▶ REQUEST
Could you copy out all of the material below line for line, without changing a single character?

--- start MATERIAL SUPPLIED ---

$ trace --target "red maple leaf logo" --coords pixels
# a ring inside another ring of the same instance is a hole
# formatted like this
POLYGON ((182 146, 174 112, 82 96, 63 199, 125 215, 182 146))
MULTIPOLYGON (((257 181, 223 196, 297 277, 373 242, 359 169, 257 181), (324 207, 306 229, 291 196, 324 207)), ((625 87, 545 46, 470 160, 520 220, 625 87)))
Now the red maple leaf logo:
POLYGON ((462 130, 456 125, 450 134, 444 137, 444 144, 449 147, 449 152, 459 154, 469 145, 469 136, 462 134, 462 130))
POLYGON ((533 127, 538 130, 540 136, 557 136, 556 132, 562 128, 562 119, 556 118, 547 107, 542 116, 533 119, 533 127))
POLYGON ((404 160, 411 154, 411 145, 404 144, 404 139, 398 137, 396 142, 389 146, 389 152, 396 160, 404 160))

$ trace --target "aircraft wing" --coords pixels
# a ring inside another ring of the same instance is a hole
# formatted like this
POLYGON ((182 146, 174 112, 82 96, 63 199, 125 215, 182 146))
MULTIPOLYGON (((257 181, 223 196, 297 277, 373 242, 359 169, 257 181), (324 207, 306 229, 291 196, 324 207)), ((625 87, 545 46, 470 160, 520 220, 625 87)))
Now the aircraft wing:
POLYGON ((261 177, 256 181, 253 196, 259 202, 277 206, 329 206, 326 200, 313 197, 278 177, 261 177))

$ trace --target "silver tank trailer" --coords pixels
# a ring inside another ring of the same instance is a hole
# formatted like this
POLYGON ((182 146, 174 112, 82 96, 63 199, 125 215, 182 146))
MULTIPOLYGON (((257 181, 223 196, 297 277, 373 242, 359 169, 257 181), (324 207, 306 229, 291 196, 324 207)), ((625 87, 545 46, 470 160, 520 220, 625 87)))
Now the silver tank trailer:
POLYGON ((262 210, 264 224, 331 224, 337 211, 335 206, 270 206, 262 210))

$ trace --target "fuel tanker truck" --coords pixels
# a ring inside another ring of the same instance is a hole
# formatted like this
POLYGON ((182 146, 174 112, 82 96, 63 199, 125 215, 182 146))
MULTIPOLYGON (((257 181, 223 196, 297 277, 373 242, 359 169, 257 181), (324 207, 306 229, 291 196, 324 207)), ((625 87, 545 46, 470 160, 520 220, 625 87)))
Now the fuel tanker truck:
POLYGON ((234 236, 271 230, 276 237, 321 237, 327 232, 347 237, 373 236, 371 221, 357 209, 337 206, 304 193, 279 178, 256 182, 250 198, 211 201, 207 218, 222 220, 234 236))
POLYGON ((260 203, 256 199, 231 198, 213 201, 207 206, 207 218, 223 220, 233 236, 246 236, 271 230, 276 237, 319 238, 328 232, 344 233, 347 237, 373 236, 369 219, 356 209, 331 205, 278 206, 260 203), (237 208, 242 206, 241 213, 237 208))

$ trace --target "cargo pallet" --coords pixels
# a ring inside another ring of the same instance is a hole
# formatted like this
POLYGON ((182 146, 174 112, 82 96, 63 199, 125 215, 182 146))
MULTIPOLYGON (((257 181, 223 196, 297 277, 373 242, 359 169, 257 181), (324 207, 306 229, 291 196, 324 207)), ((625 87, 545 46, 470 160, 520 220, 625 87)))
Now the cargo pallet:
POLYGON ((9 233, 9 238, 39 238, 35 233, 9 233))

--- end MATERIAL SUPPLIED ---

▶ ANSWER TO THE PROBLEM
$ trace --target "red maple leaf logo" --coords pixels
# a ring inside another ring of the same instance is a hole
# formatted like this
POLYGON ((182 146, 174 112, 82 96, 63 199, 125 215, 182 146))
MULTIPOLYGON (((257 181, 223 196, 297 277, 373 242, 359 169, 257 181), (324 207, 306 229, 291 196, 324 207)), ((625 87, 545 46, 470 160, 520 220, 625 87)))
Now the red maple leaf logo:
POLYGON ((462 130, 456 125, 450 134, 444 137, 444 144, 449 147, 449 152, 459 154, 469 145, 469 136, 462 134, 462 130))
POLYGON ((533 127, 538 130, 540 136, 557 136, 556 132, 562 128, 562 119, 556 118, 547 107, 542 116, 533 119, 533 127))
POLYGON ((404 160, 411 154, 411 145, 404 144, 404 139, 398 137, 396 142, 389 146, 389 152, 396 160, 404 160))

$ trace --target "aircraft wing" --coords pixels
# a ring inside another ring of the same instance is a hole
# formatted like this
POLYGON ((182 146, 174 112, 82 96, 63 199, 125 215, 182 146))
MULTIPOLYGON (((257 181, 223 196, 297 277, 373 242, 359 169, 257 181), (324 207, 306 229, 291 196, 324 207)), ((625 87, 545 46, 470 160, 520 220, 625 87)))
Now the aircraft wing:
POLYGON ((261 177, 256 181, 253 196, 259 202, 277 206, 329 206, 326 200, 313 197, 278 177, 261 177))

$ trace --target "silver tank trailer" --coords pixels
# a ring inside another ring of the same instance is a hole
# formatted like this
POLYGON ((182 146, 174 112, 82 96, 63 199, 125 215, 182 146))
MULTIPOLYGON (((257 181, 223 196, 297 277, 373 242, 359 169, 257 181), (324 207, 306 229, 291 196, 324 207)), ((625 87, 545 46, 470 160, 520 220, 625 87)))
Now the silver tank trailer:
POLYGON ((262 210, 264 224, 331 224, 337 211, 335 206, 270 206, 262 210))

$ trace --target "fuel tanker truck" --coords pixels
# a ring inside another ring of the same instance is a hole
# formatted like this
POLYGON ((182 146, 174 112, 82 96, 63 199, 125 215, 182 146))
MULTIPOLYGON (((257 181, 223 196, 297 277, 373 242, 359 169, 257 181), (324 207, 306 229, 291 196, 324 207)), ((625 87, 545 46, 470 160, 520 220, 625 87)))
Now the fuel tanker truck:
POLYGON ((234 236, 271 230, 276 237, 321 237, 327 232, 347 237, 373 236, 371 221, 357 209, 337 206, 304 193, 279 178, 256 182, 250 198, 211 201, 207 218, 222 220, 234 236))
POLYGON ((260 203, 256 199, 231 198, 213 201, 207 206, 207 218, 223 220, 233 236, 246 236, 271 230, 276 237, 319 238, 328 232, 344 233, 347 237, 373 236, 369 219, 356 209, 331 205, 278 206, 260 203), (237 208, 242 206, 241 213, 237 208))

$ trace --target "cargo pallet" --coords pixels
# a ring inside another ring of the same instance is a hole
# formatted like this
POLYGON ((182 146, 174 112, 82 96, 63 199, 125 215, 182 146))
MULTIPOLYGON (((257 181, 223 196, 297 277, 373 242, 359 169, 257 181), (324 207, 306 229, 291 196, 324 207)), ((625 87, 545 46, 470 160, 520 220, 625 87)))
Now the cargo pallet:
POLYGON ((9 233, 9 238, 39 238, 35 233, 9 233))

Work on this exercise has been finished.